Review: I had read Plainsong and was looking forward to a sequel or another book by Kent Haruf. I eagerly bought this one expecting a fine story such as Plainsong but was disappointed. The story was simple. The characters came and went in the story and I expected by the end we would see them develop. But most of them did not. The story was depressing but I read on hoping there would be redemption. I did like the writing, easy to read, and not tons of idle descriptions, but the story lacked something.

Rating: 5 stars
Summary: Fabulous
Review: I haven't read Kent Haruf's earlier book, and I was slightly worried that I would need to catch up on his characters. Have no fear. Evensong is fully realized. The characters and their relationships to each other and where they live ring completely true. All of the characters are rounded and complex; you never feel that the author has tossed off a stereotype for lack of imagination. You KNOW these people. It's that good.

I highly recommend this book. Reading it will make you feel good without feeling emotionally manipulated.

Rating: 5 stars
Summary: Every Bit As Wonderful as Plainsong
Review: I NEVER cry at books anymore...too hardened? Too cynical? Too old? I dunno, but I cried at "Eventide" while on a full plane to D.C.! THAT'S how affecting it is.

### Your tasks
1. In the book reviews, why does the reviewer who had not read Kent Haruf's earlier book say there is no need to worry? Answer in one to three sentences.
2. Echo the passage of the book reviews starting at "I highly recommend" and ending at "affecting it is.".

### Recorded information

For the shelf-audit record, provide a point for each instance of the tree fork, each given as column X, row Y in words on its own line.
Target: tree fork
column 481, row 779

### Answer set
1. The reviewer had worried about needing to catch up on the characters from the earlier book. That concern proved unnecessary because Evensong is fully realized on its own.

2.
I highly recommend this book. Reading it will make you feel good without feeling emotionally manipulated.

Rating: 5 stars
Summary: Every Bit As Wonderful as Plainsong
Review: I NEVER cry at books anymore...too hardened? Too cynical? Too old? I dunno, but I cried at "Eventide" while on a full plane to D.C.! THAT'S how affecting it is.